- _Selected passage_
In two exhibitions by Jenny Holzer and Nan Goldin currently on display at the Tate Modern we are presented by two collections of socially politicised artworks, but that which veer between the deeply personal and the impersonal in their presentation.
Nan Goldin’s exhibition features The Ballad of Sexual Dependency, an intensely personal collection of photos which immortalise her memories of the culture and community in which she lived in 1970s and 1980s New York. In contrast, the messages and statements that form Jenny Holzer’s work, exhibiting through the Artists Rooms scheme, originate from a variety of sources, including personal accounts, yet are presented in faceless, impersonal formats, from benches, to plaques, to neon signs.
The Ballad of Sexual Dependency is unique in that it provides an exclusive insider perspective to the community in which Goldin lived. In this collection, Goldin presents what she refers to as her ‘diary’, depicting the family of friends and lovers which she created for herself after leaving home aged fourteen, following the suicide of her older sister, Barbara. Goldin curated these photos in a slideshow, The Ballad of Sexual Dependency, which groups her photos into broadly thematic sections set to music.
The Tate’s exhibition introduces us to Goldin’s work in a room featuring enlarged prints of her most iconic photos which outline some of the integral themes and figures of this collection, and highlight the intensely honest way Goldin uses her camera. For instance, Goldin’s aim to document for herself all the details of her personal life—even the most painful—is seen in “Nan one month after being battered”: a self-portrait of Goldin’s bruised face following an assault by her then-boyfriend. This contrasts the more peaceful “Self-Portrait on the train” which represents a more stable phase in Goldin’s life following a period in rehab to recover from drug and alcohol addiction. As such, The Ballad of Sexual Dependency explores the entire landscape of Goldin’s life.
Following on through, the exhibition displays the photobooks of The Ballad of Sexual Dependency, which feature an introduction from Goldin detailing the motive of her work alongside a selection of images from her slideshow. In the final room, where The Ballad of Sexual Dependency is screened, the overwhelming sense is again of something so intimate and personal. Goldin’s slideshow almost feels like a precursor to Instagram, publicly displaying the photos which represented her life in screenings to audiences, often populated by those who featured in them. Yet, the major difference between Goldin’s photos and the images that we now see on our social media feeds is that Goldin’s non-judgmental documentation of herself and those around her is utterly candid, even the posed photos. This is a documentation of life, rather than the creation of image.
Through the screening, we live through every element of life within Goldin’s community, watching the series of faces through every event, from the parties and the clubs, to the weddings, the births and the funerals. A series of photos of empty rooms attracted particular attention, for a moment separating these vivid characters from the physical environment in which they lived.

- _Short task 1_
Answer these questions using the exhibition review:
(a) How old was Goldin when she left home?
(b) In what formats is Jenny Holzer's work presented?
(c) What does "Nan one month after being battered" show?
- _Short task 2_
Transcribe the exhibition review, starting at "Nan Goldin’s exhibition" and ending at "to neon signs.".
The lines after this text are not needed for the work here.

- _Data provided_

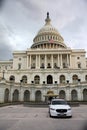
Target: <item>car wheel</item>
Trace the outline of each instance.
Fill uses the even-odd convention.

- _Task solution 1_
(a) She was fourteen.
(b) It is presented on benches, on plaques and in neon signs.
(c) It shows Goldin's bruised face after an assault by her then-boyfriend.

- _Task solution 2_
Nan Goldin’s exhibition features The Ballad of Sexual Dependency, an intensely personal collection of photos which immortalise her memories of the culture and community in which she lived in 1970s and 1980s New York. In contrast, the messages and statements that form Jenny Holzer’s work, exhibiting through the Artists Rooms scheme, originate from a variety of sources, including personal accounts, yet are presented in faceless, impersonal formats, from benches, to plaques, to neon signs.